#### Task description
Your answer should consist of the lines in the following data that contain "doorway".

#### Material shown
::::::

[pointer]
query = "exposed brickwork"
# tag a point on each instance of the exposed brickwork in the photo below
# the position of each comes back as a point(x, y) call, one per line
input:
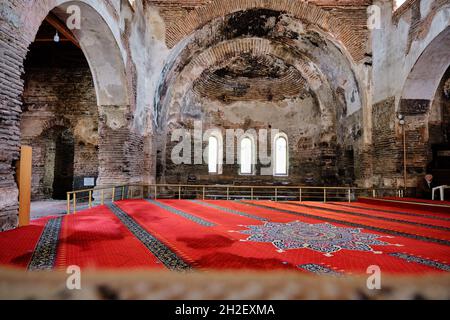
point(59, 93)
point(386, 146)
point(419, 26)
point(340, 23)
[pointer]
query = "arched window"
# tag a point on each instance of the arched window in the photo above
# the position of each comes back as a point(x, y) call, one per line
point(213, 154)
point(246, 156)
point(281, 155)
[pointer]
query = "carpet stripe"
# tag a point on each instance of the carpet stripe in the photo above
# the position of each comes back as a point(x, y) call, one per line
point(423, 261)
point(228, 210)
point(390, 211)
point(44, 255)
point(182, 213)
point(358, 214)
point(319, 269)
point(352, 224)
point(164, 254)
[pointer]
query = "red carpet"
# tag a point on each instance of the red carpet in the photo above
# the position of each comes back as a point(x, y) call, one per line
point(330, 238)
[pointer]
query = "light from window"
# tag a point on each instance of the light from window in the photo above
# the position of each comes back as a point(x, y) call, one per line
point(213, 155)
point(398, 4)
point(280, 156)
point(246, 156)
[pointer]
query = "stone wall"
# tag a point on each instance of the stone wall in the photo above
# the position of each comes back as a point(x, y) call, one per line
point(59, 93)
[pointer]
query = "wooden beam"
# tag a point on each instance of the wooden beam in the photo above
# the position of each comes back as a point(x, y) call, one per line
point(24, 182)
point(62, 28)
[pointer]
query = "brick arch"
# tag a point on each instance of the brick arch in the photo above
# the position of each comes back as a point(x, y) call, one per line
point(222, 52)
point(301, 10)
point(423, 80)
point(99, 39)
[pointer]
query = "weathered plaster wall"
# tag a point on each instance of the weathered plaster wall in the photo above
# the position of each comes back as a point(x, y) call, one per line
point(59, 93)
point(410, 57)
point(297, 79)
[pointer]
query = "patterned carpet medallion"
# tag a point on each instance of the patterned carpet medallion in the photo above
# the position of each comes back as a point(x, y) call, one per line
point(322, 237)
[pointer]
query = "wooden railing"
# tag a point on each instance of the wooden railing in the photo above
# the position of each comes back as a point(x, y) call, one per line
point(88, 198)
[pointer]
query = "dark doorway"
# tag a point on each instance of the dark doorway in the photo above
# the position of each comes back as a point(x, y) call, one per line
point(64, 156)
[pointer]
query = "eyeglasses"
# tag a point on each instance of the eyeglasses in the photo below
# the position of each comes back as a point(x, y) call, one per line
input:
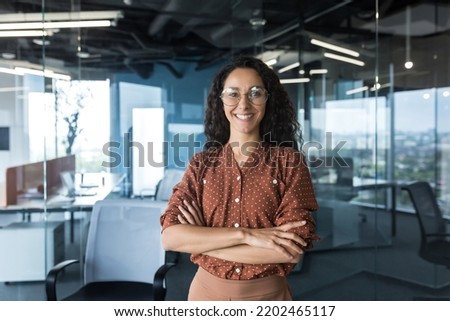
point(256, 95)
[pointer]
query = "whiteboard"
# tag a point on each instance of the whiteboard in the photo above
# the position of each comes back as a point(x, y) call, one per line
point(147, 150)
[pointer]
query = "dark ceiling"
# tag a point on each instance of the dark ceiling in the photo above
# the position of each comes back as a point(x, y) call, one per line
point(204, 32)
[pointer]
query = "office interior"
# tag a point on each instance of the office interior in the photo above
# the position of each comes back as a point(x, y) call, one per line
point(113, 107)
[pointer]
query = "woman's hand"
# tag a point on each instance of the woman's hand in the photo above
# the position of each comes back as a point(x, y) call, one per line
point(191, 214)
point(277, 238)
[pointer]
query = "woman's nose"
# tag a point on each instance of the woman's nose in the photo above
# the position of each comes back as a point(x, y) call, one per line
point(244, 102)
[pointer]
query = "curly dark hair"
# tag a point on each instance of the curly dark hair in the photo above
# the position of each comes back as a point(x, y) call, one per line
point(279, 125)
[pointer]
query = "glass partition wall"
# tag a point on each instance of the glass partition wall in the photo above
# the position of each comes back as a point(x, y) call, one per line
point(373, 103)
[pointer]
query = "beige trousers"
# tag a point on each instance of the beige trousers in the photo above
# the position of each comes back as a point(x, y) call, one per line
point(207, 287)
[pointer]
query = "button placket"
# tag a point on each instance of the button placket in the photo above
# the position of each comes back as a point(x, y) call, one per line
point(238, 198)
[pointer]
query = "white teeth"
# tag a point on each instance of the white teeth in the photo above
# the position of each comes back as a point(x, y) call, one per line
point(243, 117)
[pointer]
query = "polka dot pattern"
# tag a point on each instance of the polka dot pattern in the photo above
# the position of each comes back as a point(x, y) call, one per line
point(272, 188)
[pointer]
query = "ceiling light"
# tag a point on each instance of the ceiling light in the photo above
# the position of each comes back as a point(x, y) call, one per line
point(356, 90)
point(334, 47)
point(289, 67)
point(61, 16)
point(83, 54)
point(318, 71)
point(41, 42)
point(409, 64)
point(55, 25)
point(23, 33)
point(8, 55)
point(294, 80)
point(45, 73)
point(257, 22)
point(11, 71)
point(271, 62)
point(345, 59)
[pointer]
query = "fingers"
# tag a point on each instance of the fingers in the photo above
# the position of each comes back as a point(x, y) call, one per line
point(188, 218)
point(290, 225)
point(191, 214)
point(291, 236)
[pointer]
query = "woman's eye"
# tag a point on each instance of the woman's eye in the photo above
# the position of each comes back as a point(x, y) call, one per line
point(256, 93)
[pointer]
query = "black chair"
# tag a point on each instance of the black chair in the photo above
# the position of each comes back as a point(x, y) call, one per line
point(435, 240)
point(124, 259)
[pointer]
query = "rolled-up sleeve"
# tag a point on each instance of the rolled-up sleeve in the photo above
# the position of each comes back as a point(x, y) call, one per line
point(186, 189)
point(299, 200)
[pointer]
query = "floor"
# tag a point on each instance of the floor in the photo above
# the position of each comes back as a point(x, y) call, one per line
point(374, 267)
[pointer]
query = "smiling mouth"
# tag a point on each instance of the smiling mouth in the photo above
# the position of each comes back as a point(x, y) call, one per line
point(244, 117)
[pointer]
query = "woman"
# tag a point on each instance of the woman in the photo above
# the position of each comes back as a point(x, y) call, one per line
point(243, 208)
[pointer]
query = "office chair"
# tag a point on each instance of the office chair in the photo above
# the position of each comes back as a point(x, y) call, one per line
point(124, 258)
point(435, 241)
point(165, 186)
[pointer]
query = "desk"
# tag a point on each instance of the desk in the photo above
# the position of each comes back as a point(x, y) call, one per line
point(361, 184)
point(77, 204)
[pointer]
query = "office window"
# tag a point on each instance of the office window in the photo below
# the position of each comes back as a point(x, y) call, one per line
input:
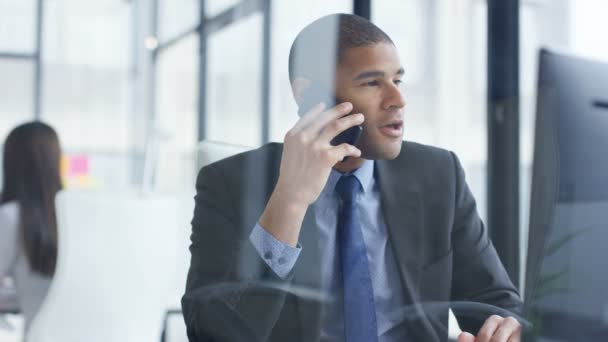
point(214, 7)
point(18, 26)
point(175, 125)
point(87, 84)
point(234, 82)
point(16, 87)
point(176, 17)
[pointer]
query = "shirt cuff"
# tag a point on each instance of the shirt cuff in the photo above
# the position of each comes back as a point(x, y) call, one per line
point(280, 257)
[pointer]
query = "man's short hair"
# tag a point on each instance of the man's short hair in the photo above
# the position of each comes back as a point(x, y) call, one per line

::::::

#### Output
query = "dark doorway"
# tag a point on each instance of the dark doorway in the photo above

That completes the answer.